Dataset items
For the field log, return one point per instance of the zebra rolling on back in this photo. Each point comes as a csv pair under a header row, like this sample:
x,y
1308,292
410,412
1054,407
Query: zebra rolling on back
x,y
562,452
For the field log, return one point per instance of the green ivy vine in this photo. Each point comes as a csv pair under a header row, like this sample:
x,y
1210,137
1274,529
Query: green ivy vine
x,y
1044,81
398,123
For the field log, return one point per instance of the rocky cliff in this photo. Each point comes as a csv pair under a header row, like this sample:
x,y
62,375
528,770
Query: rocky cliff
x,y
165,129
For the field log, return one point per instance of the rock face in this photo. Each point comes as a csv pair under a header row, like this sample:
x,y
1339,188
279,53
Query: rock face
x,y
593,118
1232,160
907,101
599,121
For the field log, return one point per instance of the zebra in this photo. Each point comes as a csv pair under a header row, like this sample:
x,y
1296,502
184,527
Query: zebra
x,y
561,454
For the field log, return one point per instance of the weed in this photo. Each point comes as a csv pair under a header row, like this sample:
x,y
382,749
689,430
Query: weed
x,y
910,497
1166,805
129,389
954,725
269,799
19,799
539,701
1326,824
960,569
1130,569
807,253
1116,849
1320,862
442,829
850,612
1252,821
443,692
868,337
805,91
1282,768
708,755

Exercise goal: Nothing should be altered. Set down all the data again.

Solution to this exercise:
For the field log, return one point per instance of the zebra rolling on back in this photo. Each point comes as a csv pair under a header row, like this sample:
x,y
1308,292
410,412
1054,407
Query: zebra rolling on back
x,y
562,452
For the field log, return one point per instance of the green ivy vine in this photo. Each point comes as a csv pair under a header row, like this sample:
x,y
1210,137
1274,529
Query: green ivy vine
x,y
1044,81
398,123
For the field log, return one point per instance of the rocky cliff in this photo. Each point comes as a csv pair under a header row, like this sample:
x,y
62,375
528,770
Query: rocky cliff
x,y
165,129
For the field log, return one point per instance of the rock face in this photo. Each point comes as a csv pair under a header row, like this sample:
x,y
1339,188
279,53
Query: rock face
x,y
593,118
1232,160
907,101
599,121
For the field log, return one point per instance of the zebra in this photo. Each point comes as a csv pair under a header row, like this sample:
x,y
1296,502
184,527
Query: zebra
x,y
561,454
For the field log, return one point per instance of the weed in this photo. Each point comes as a csv pair under a header row, like this sample:
x,y
382,749
689,430
Query: weed
x,y
910,497
1166,805
129,389
954,725
269,799
19,799
539,701
1326,824
960,569
1130,569
807,253
1116,849
1320,862
442,829
850,612
1252,821
443,692
868,337
805,91
1282,768
708,755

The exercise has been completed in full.